## Source passage:
Distributed Locks in Microservices — What Actually Works in Production

December 9, 2025 · Asad Ali

Distributed locks are one of those topics that look deceptively simple when you read the theory… and then immediately explode in your face when you try to implement them in a real distributed system. I’ve had outages, race conditions, duplicate workflows, and state corruption caused by bad locking assumptions — enough scars to write this article with strong opinions.

If you’re building microservices that coordinate shared resources, schedule jobs, or perform cross-process updates, you’ll eventually need a distributed lock. The trick is choosing the right style of lock for the problem instead of blindly applying whatever you saw in a blog or StackOverflow snippet.

When a distributed lock is actually needed

In microservices, you typically reach for distributed locking when:

  • Only one node should perform a critical operation at a time (e.g. sending payouts, billing cycles, nightly rollups)
  • You have a shared resource (file, job, aggregate, tenant, external API) that must not be mutated concurrently
  • You’re orchestrating workflows in message-driven systems where duplicate events can arrive
  • You want to prevent concurrency races across a horizontally scaled fleet of workers
Warning: Most teams introduce distributed locks because they skipped idempotency. A lock is not a replacement for idempotent business logic.

The real problem: clocks lie, nodes die, networks split

A distributed lock isn’t just “set a key in Redis and release later”. You must assume:

  • Processes crash before releasing the lock
  • Network partitions cause a node to think it still owns a lock it already lost
  • Clock drift ruins time-based expiry semantics (especially in VMs or containers)
  • Message handlers retry and re-enter critical sections unexpectedly

In other words, you’re designing for chaos, not for the happy path.

Locking approaches that actually work

Let’s walk through battle-tested lock mechanisms I’ve used across projects — and the pitfalls that come with each.

1. Redis-based locks (Redlock or simpler variants)

Redis is the most common distributed locking tool because it offers atomic operations (`SET NX PX`). But how you use Redis determines whether your lock is safe or a ticking time bomb.

Atomic lock acquisition

await db.StringSetAsync(
    key: "locks:invoice:123", 
    value: instanceId, 
    when: When.NotExists, 
    expiry: TimeSpan.FromSeconds(30)
);

This works fine only if:

  • The lock expiration is longer than any critical section
  • You renew the lock when approaching expiry
  • You release the lock only if you still own it
Anti-pattern: Never use Redis locks without a unique lock owner ID. Otherwise two nodes can release each other’s locks.

Extracted data entries

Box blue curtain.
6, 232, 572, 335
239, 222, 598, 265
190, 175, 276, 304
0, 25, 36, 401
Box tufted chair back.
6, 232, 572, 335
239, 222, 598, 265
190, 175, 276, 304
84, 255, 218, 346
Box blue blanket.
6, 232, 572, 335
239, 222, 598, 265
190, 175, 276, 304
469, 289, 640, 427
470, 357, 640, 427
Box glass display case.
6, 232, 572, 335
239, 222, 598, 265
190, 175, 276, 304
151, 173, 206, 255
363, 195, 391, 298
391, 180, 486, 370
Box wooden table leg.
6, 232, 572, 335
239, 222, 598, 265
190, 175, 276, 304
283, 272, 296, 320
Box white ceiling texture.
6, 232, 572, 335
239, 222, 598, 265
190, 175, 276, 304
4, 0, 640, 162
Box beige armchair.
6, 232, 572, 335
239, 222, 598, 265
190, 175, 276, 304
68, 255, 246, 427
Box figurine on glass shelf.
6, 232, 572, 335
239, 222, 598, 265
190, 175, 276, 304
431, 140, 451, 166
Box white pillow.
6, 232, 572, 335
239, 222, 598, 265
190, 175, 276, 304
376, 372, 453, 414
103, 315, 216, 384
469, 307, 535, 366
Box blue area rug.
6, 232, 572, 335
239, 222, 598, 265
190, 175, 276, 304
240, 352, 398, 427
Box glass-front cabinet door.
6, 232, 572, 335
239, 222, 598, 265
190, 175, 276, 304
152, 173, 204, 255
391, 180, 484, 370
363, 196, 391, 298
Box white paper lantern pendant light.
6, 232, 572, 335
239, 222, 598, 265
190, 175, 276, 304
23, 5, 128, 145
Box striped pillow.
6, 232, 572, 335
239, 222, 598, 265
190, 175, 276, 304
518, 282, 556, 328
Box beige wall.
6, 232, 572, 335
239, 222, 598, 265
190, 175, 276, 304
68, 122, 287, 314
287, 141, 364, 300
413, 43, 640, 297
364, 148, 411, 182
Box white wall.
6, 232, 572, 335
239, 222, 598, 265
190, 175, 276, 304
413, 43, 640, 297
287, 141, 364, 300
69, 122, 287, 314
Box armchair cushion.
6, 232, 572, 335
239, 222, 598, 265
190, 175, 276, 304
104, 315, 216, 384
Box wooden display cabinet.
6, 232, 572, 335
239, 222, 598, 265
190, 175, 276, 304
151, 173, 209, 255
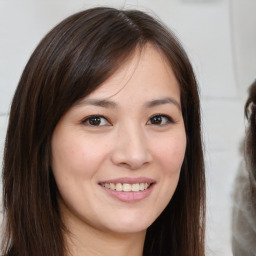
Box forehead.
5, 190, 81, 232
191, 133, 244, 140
86, 44, 180, 101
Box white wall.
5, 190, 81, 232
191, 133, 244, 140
0, 0, 256, 256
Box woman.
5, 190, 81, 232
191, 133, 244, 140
232, 81, 256, 256
3, 8, 205, 256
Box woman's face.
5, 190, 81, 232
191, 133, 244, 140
52, 45, 186, 233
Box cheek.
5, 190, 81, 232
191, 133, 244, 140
155, 133, 186, 176
52, 132, 108, 178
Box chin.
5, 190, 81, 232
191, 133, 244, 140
104, 216, 154, 233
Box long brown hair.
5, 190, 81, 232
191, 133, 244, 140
2, 7, 205, 256
244, 80, 256, 203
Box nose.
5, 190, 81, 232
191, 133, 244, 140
111, 126, 152, 170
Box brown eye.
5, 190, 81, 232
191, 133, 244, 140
151, 116, 162, 124
88, 117, 101, 126
82, 116, 110, 126
147, 115, 173, 125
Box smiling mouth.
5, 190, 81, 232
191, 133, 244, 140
100, 182, 153, 192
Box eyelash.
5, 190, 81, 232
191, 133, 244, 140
81, 114, 174, 127
147, 114, 174, 126
81, 115, 111, 126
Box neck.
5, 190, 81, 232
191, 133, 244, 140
65, 214, 146, 256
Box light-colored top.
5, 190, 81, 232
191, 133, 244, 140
232, 161, 256, 256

## About this task:
According to the distributed locks article, why do most teams introduce distributed locks?

## Result:
Because they skipped idempotency.